---------- Records

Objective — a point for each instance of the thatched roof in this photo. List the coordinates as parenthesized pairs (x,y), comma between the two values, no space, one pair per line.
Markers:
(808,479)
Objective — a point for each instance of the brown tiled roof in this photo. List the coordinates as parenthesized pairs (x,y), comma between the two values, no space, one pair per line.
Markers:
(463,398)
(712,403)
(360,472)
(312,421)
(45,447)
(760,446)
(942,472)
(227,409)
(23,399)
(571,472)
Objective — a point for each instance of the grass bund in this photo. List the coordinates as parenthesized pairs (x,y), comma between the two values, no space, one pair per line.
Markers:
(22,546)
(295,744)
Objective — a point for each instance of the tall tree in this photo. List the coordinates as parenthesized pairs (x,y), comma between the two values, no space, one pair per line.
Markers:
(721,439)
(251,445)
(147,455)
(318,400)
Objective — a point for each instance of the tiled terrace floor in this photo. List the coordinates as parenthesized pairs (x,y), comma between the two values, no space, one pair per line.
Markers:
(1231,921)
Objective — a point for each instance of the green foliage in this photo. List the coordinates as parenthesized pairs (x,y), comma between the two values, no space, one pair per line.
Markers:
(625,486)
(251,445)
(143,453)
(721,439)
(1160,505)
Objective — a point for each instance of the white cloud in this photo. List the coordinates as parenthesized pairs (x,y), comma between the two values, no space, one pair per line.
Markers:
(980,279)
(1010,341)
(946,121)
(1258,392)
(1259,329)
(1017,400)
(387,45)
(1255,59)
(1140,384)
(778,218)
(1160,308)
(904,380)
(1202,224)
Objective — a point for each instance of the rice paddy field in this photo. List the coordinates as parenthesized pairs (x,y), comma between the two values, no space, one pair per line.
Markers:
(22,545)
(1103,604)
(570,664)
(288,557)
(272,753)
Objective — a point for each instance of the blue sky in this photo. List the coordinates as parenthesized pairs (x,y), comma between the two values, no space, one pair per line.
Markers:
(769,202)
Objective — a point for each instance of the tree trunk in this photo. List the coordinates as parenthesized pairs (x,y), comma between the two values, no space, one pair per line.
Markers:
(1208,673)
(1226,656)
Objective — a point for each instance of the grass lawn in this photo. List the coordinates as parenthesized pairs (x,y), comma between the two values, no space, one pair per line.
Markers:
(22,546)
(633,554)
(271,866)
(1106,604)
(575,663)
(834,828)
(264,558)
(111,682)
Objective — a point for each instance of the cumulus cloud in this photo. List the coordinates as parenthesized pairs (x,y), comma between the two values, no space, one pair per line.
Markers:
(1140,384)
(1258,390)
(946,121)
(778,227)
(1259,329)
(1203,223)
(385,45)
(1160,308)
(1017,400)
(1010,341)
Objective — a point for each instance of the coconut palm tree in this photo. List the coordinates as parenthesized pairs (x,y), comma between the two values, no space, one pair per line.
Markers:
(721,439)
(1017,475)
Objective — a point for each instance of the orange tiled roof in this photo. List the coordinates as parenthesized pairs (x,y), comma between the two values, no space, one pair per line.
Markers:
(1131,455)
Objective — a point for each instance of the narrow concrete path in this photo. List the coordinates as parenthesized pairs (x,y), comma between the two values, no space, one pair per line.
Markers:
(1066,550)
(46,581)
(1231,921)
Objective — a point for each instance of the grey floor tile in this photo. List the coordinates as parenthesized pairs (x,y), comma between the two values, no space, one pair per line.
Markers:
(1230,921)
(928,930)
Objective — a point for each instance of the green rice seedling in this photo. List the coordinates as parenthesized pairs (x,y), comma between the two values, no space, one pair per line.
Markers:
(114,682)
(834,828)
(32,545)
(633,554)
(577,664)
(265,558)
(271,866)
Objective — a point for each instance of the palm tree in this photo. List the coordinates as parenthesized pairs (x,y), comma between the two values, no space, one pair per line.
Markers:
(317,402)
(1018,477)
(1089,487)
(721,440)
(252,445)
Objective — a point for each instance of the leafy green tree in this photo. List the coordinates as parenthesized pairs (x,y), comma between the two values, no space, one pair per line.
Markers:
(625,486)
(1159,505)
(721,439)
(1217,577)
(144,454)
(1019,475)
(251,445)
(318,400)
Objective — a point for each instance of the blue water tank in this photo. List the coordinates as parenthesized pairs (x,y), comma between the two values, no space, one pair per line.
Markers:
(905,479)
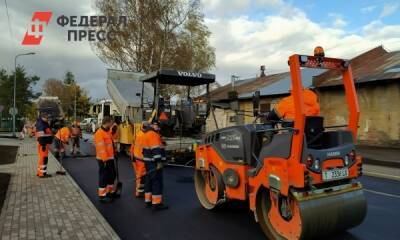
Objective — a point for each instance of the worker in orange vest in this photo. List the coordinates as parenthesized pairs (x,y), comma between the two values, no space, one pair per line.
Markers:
(137,160)
(44,138)
(76,135)
(61,140)
(105,158)
(285,107)
(153,156)
(115,135)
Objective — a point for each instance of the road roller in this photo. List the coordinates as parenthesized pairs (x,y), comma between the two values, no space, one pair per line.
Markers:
(299,177)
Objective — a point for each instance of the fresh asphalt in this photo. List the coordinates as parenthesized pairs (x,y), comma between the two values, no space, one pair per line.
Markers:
(186,219)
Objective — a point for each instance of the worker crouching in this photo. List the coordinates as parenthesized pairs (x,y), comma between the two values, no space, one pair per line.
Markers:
(44,138)
(153,155)
(105,158)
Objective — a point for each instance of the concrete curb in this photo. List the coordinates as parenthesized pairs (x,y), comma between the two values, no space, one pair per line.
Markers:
(384,163)
(381,175)
(89,203)
(381,172)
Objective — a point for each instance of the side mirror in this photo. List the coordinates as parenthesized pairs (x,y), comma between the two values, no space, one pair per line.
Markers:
(256,103)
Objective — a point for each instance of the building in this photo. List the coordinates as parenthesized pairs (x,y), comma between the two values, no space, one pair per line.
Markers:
(377,77)
(239,109)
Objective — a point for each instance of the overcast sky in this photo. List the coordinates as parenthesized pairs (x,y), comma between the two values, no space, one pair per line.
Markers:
(245,34)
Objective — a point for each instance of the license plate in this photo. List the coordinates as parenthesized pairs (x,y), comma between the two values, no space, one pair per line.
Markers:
(334,174)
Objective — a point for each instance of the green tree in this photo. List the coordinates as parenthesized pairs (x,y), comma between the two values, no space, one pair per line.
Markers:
(157,35)
(66,93)
(24,92)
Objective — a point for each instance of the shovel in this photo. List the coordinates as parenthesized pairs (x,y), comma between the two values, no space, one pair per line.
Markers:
(61,157)
(118,189)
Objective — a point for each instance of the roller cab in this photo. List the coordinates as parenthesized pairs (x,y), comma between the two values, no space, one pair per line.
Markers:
(300,179)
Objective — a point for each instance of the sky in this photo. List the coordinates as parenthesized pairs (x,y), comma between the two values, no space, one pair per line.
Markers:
(245,34)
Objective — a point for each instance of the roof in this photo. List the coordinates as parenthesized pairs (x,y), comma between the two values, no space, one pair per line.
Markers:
(269,85)
(374,65)
(125,89)
(178,77)
(283,85)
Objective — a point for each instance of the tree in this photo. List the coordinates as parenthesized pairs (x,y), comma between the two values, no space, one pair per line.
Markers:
(24,91)
(66,93)
(157,35)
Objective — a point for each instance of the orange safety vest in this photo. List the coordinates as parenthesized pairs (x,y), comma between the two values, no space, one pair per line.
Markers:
(286,109)
(137,146)
(115,136)
(63,134)
(104,145)
(163,116)
(76,131)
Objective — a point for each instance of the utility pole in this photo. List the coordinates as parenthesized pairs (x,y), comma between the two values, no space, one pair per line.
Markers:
(15,88)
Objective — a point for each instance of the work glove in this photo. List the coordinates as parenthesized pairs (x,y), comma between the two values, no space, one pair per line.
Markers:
(160,165)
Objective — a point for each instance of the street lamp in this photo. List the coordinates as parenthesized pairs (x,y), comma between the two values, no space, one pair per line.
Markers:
(15,87)
(74,86)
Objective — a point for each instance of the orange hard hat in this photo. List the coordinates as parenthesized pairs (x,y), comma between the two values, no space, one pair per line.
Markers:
(319,52)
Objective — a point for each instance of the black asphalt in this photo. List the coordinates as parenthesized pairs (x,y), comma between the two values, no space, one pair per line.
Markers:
(186,219)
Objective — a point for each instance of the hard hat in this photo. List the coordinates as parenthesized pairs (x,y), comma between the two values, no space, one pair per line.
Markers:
(319,51)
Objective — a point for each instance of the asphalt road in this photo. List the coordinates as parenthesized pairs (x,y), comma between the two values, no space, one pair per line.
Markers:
(186,219)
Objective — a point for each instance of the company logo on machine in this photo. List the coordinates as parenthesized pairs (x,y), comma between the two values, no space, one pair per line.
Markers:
(34,34)
(189,74)
(333,154)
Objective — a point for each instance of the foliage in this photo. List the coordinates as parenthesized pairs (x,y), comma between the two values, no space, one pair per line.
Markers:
(24,91)
(65,91)
(159,34)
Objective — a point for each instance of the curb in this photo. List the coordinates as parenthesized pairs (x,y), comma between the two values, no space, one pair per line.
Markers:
(384,163)
(381,175)
(89,203)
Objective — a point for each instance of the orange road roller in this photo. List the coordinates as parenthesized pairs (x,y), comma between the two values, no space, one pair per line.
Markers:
(298,176)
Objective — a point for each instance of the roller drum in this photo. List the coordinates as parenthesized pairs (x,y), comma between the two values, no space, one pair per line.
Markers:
(332,214)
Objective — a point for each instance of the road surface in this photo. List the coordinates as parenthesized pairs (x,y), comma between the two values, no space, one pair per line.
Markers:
(186,219)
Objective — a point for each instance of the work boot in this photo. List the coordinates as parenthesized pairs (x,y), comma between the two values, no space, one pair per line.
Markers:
(45,176)
(105,199)
(160,207)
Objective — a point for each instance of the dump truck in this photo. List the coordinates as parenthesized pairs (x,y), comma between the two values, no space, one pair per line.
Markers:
(300,179)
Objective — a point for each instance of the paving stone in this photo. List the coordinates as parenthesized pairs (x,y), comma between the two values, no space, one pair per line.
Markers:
(51,208)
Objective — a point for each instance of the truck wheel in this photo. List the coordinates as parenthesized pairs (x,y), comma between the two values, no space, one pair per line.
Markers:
(209,187)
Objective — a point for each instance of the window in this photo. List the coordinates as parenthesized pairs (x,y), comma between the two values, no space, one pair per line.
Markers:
(265,107)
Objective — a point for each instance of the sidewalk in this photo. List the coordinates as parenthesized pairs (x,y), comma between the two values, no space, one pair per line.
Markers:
(388,157)
(50,208)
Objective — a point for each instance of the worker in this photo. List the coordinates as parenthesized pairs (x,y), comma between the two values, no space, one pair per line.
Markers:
(137,160)
(61,140)
(153,156)
(76,135)
(42,132)
(105,158)
(115,132)
(285,107)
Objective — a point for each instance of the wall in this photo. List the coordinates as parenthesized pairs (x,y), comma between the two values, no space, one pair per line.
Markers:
(247,106)
(380,112)
(223,117)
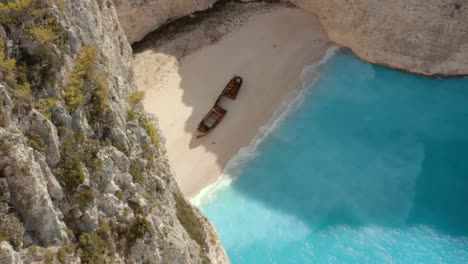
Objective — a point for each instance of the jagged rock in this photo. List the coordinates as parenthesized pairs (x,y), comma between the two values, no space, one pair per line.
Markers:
(32,200)
(61,116)
(80,123)
(89,220)
(95,165)
(53,186)
(8,254)
(138,18)
(138,133)
(422,36)
(48,133)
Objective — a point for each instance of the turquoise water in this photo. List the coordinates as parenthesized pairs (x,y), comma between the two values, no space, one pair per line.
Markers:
(372,167)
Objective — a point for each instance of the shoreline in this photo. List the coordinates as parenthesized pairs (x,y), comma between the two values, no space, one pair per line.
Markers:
(269,48)
(289,104)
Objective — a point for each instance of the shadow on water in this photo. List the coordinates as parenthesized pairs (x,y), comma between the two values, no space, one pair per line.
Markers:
(375,146)
(364,151)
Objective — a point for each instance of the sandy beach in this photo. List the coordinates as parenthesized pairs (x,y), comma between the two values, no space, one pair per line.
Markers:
(267,47)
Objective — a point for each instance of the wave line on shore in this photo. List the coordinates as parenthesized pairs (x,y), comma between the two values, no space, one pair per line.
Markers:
(289,104)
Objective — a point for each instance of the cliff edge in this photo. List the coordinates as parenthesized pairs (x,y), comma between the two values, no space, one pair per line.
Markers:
(83,172)
(425,37)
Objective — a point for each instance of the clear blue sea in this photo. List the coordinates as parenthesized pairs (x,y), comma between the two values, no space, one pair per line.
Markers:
(370,167)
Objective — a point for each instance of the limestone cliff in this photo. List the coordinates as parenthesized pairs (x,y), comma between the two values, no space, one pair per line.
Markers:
(83,172)
(139,17)
(428,37)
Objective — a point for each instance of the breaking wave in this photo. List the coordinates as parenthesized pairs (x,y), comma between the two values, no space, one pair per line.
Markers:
(289,104)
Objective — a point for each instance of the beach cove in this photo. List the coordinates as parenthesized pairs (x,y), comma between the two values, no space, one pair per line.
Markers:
(268,45)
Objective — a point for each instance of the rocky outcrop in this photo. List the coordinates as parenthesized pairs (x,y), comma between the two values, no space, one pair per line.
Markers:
(424,37)
(83,178)
(140,17)
(428,37)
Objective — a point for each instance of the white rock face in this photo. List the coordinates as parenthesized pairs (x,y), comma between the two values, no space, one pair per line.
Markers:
(428,37)
(140,17)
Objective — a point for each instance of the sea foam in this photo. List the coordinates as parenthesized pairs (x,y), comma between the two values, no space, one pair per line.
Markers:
(289,104)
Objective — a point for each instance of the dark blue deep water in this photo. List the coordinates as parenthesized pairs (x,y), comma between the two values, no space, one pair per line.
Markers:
(372,167)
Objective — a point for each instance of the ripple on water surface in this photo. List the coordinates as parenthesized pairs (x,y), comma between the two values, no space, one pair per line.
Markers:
(372,167)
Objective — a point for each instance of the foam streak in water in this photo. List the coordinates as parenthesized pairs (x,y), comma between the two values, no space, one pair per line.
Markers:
(290,103)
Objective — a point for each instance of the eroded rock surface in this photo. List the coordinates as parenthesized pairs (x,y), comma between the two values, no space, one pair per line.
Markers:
(428,37)
(140,17)
(83,180)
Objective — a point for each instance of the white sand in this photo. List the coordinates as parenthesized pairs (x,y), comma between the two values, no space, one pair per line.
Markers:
(269,51)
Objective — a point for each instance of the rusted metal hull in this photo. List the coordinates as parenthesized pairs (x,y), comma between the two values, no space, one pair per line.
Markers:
(217,113)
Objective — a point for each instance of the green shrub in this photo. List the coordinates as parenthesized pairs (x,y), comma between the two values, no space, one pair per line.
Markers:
(119,195)
(151,130)
(62,254)
(131,115)
(7,67)
(33,249)
(4,118)
(84,64)
(42,35)
(69,171)
(35,18)
(14,12)
(36,142)
(11,230)
(136,172)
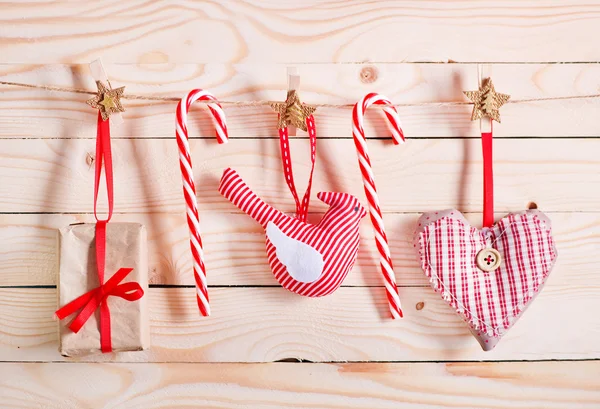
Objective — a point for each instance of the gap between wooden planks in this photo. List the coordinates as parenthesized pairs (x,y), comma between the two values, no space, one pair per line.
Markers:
(353,324)
(31,113)
(235,249)
(386,31)
(420,175)
(539,385)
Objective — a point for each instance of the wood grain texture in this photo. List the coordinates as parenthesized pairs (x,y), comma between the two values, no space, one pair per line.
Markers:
(311,31)
(235,249)
(353,324)
(540,385)
(57,176)
(27,113)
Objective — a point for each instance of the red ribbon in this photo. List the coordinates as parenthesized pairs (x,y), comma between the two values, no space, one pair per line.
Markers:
(286,159)
(97,298)
(488,180)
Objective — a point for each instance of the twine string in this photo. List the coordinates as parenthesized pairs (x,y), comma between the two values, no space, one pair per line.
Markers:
(268,103)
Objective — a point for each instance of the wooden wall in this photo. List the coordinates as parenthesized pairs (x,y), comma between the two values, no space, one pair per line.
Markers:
(264,347)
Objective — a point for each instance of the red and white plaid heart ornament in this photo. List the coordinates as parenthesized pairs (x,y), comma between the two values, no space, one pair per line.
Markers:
(518,251)
(488,276)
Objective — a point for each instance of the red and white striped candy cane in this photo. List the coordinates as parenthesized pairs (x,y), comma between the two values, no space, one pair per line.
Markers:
(189,189)
(371,192)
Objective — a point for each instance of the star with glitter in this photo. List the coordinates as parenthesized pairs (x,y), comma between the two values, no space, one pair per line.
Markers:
(292,111)
(107,100)
(486,101)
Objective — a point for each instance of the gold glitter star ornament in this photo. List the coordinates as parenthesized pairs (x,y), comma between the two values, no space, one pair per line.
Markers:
(486,101)
(292,111)
(107,100)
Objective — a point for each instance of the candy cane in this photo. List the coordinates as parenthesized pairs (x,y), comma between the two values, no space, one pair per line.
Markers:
(189,189)
(369,183)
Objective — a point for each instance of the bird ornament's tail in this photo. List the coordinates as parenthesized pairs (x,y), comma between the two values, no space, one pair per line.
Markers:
(234,189)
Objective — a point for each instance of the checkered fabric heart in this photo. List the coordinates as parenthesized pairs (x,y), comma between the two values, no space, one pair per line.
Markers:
(493,291)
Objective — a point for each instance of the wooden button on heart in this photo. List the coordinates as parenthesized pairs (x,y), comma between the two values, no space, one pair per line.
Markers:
(488,259)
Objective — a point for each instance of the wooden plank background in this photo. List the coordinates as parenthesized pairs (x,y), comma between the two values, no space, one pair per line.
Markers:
(340,351)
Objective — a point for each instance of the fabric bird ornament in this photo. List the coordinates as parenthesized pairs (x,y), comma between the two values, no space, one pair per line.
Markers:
(308,259)
(488,276)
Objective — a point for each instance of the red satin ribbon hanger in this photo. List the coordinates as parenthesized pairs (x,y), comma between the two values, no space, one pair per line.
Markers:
(286,159)
(488,179)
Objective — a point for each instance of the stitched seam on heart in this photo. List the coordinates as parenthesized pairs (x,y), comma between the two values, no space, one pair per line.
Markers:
(459,306)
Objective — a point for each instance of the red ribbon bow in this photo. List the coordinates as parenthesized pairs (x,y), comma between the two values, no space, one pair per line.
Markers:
(90,301)
(96,298)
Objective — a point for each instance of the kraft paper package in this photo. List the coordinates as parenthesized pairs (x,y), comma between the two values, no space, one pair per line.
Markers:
(126,247)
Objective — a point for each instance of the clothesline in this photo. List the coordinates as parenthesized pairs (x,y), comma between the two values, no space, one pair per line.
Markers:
(268,103)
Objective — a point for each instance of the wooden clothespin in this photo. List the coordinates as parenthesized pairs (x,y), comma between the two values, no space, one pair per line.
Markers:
(292,112)
(107,100)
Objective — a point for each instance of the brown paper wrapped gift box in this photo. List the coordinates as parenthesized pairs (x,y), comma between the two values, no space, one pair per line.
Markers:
(126,246)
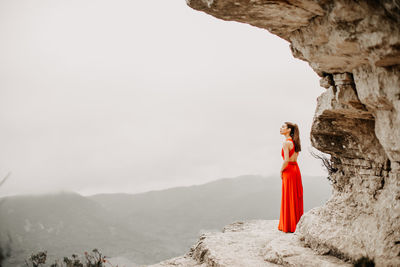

--------------------

Please copy only these lines, exactly: the first line of the records through the line containing "Objective — a point for each instance of the grass bund", ends included.

Objective — a point for each instance of the thatched roof in this photo. List the coordinates as parenthesized pairs (x,y), comma between the two values, no space, one pair per line.
Markers:
(808,479)
Objective — a point for each instance of the brown tiled roof in this photo. List the coordinates as parenthesized pairs (x,y), comma between the two values, no space, one pair per line.
Markers:
(463,398)
(712,403)
(360,472)
(312,421)
(45,447)
(760,446)
(942,472)
(227,409)
(23,399)
(571,472)
Objective — a point for each instance of the grass bund in this photo. List the coordinates as parenthesized pairs (x,y), comma between the two values, no space, one pair per line.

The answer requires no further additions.